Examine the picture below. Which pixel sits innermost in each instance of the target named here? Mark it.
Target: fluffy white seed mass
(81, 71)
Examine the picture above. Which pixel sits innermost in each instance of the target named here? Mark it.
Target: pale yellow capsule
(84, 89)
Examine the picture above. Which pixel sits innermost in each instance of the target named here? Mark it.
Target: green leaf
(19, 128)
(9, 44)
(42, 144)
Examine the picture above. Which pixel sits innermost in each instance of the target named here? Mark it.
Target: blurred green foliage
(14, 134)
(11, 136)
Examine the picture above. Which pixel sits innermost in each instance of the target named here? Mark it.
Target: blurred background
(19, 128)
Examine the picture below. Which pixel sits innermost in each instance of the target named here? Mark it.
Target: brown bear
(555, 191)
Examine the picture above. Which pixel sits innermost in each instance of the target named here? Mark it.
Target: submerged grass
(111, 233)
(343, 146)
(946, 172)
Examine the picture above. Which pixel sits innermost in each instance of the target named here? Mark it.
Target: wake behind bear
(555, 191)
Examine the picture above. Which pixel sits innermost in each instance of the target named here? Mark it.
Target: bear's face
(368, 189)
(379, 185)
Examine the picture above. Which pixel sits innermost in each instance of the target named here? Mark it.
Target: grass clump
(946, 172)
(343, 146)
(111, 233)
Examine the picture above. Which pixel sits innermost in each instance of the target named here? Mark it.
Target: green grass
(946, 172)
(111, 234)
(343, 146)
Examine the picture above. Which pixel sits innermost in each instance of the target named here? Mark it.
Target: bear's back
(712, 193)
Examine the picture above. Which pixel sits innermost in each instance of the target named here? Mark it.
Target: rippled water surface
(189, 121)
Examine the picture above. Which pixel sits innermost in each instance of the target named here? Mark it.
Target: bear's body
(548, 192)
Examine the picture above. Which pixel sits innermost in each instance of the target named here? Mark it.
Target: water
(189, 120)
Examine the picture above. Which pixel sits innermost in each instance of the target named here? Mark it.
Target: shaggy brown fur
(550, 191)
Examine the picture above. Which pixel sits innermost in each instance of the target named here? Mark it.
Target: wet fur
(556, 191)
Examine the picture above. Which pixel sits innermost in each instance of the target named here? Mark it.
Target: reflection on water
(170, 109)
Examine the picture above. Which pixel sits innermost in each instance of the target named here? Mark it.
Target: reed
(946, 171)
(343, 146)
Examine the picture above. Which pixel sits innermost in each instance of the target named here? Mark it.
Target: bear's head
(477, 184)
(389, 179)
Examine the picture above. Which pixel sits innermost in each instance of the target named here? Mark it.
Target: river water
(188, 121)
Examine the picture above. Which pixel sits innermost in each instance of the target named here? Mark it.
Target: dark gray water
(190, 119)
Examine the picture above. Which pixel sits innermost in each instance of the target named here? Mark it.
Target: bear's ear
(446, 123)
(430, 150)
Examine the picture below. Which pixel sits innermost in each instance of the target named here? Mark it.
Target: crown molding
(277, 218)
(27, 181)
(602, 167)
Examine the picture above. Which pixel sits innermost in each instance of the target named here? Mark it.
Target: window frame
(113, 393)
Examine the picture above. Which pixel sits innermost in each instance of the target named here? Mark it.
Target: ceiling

* * * *

GOAL OF THE EXERCISE:
Repeat the data in full, keeping each word exactly as it is.

EXERCISE RESULT:
Examine the picture below. Which pixel sits innermost in each instance of the target named here? Mark it.
Target: fluffy white seed mass
(81, 71)
Examine the picture above. Which pixel sits innermost in each instance of the target named here? Mark it.
Target: pale yellow capsule
(84, 89)
Examine the picture above. Which pixel sits innermost in each instance of the target named here? Mark it.
Target: green leaf
(19, 128)
(9, 44)
(42, 144)
Examine the picture above. Which pixel sits innermost in each instance of the target named here? Mark it.
Target: blurred green foliage
(14, 134)
(11, 136)
Examine the picture above. Which pixel sits innermost in each instance of the target named here? Mark it.
Target: blurred background
(19, 128)
Examine the picture below. Which pixel sits innermost in each instance of the target named here? Mark it.
Target: brown bear
(555, 191)
Examine the picture above. Which pixel sits innermost in each instance of the target named here? Mark it.
Target: submerged grass
(111, 233)
(343, 146)
(946, 172)
Examine the picture above. Which pixel sits innermost in each instance of the target named here? Mark it.
Target: wake behind bear
(555, 191)
Examine the picture above. Which pixel sits innermost in each instance of the target named here? Mark it.
Target: bear's face
(368, 189)
(379, 185)
Examine the picture above. Which pixel sits innermost in each instance of the target named here? Mark it.
Target: grass clump
(946, 172)
(343, 146)
(111, 233)
Examine the picture above. Which pixel sits innermost in each instance of the target named here? Mark it.
Target: green grass
(946, 172)
(111, 234)
(343, 146)
Examine the picture above. Which pixel sits innermost in each instance of the target named here? Mark it.
Target: bear's back
(712, 193)
Examine the picture above. Which pixel sits innermost in each instance of the target named here? Mark it.
Target: rippled water surface
(189, 121)
Examine the picture above. Which pixel sits innermost in each instance of the target named here? Mark it.
Target: bear's body
(548, 192)
Examine the picture above. Which pixel sits innermost in each instance of the target named here? Mark it.
Target: water
(189, 120)
Examine the picture above. Which pixel sits innermost in each instance of the target named here? Mark it.
Target: shaggy brown fur
(550, 191)
Examine the picture above. Which pixel sits innermost in each instance of the target named here? Mark it.
Target: wet fur
(556, 191)
Examine the picture above. Which pixel sits innermost in each instance of the target named here? Mark it.
Target: reflection on water
(170, 109)
Examine the picture above. Which pixel sits innermost in each instance of the target named here? Mark it.
Target: reed
(946, 171)
(343, 146)
Examine the picture above. Which pixel sits innermost in each instance of the target named here? Mark it.
Target: bear's head
(477, 184)
(389, 179)
Examine the picture above. Which pixel sits innermost in each instance of the target named here? Mark it.
Target: river water
(188, 121)
Examine the picture above. Which pixel sits innermost in each instance of the target named here? Mark it.
Target: dark gray water
(190, 119)
Examine the picture above. Which pixel sits innermost in each instance of the target named here? Mark it.
Target: bear's ear
(446, 123)
(430, 150)
Examine the picture below. Which pixel sits innermost in each instance of the target named here? Mark it.
Target: crown molding
(277, 218)
(27, 181)
(602, 167)
Examine the picture above. Which pixel sits innermost in each instance of the target named here? Mark it.
Target: window frame
(113, 393)
Examine the picture above. Which pixel sits innermost in each instance of the target named here? Mark it.
Target: ceiling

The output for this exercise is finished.